Exercise: Rewrite the portion of the listing that begins at the line containing "Could you then find the green flower" and ends after the line containing "[131,95,168,129]", keeping every line, with each bounding-box coordinate shifted up by 129.

Input:
────────
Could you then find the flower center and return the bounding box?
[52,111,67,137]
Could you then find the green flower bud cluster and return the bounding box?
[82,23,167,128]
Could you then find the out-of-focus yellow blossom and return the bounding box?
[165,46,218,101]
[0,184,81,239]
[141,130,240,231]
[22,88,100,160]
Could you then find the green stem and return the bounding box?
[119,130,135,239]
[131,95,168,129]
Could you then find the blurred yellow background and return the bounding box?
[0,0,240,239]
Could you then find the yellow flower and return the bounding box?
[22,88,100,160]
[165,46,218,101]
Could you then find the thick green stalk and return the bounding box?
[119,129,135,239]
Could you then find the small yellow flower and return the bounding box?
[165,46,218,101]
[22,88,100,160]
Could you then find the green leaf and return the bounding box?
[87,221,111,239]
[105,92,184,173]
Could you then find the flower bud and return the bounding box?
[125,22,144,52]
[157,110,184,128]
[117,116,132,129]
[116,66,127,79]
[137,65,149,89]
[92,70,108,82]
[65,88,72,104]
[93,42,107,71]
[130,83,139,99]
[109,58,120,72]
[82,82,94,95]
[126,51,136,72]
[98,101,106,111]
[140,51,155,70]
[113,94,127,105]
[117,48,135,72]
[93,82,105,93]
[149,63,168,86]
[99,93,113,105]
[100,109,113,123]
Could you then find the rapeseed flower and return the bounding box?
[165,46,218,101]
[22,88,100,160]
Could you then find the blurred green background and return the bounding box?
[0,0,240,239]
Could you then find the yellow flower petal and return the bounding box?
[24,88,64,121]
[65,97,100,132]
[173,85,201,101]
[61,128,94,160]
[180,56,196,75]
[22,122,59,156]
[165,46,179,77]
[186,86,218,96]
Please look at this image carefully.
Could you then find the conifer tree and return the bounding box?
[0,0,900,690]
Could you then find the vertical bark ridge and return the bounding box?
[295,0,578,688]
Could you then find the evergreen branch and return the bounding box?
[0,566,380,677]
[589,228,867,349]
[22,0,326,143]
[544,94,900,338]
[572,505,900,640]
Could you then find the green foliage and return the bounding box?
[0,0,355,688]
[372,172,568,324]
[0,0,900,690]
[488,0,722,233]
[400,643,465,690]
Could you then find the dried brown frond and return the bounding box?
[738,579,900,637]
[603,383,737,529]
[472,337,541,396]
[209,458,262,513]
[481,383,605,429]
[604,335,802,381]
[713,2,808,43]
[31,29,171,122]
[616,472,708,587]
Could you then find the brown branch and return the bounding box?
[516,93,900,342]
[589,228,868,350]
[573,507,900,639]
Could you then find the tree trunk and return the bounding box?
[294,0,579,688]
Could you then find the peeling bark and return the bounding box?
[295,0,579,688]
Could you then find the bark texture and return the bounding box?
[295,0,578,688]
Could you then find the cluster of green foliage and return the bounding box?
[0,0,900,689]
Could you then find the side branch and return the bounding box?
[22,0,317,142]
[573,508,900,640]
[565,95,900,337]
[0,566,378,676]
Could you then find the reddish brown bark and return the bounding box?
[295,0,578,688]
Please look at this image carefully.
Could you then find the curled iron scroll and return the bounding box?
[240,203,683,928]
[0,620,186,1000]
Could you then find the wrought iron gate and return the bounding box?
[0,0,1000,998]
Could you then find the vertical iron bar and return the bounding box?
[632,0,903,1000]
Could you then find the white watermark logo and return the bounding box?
────────
Reply to the exercise:
Could you then find the green flower bud cluster and return the bounding box?
[211,152,296,257]
Could you then find the out-of-focus yellow blossom and return the bounding box?
[294,175,347,230]
[129,313,210,368]
[270,259,369,360]
[151,217,229,289]
Could you then find the green stem and return the bounding box?
[248,259,264,368]
[260,224,297,258]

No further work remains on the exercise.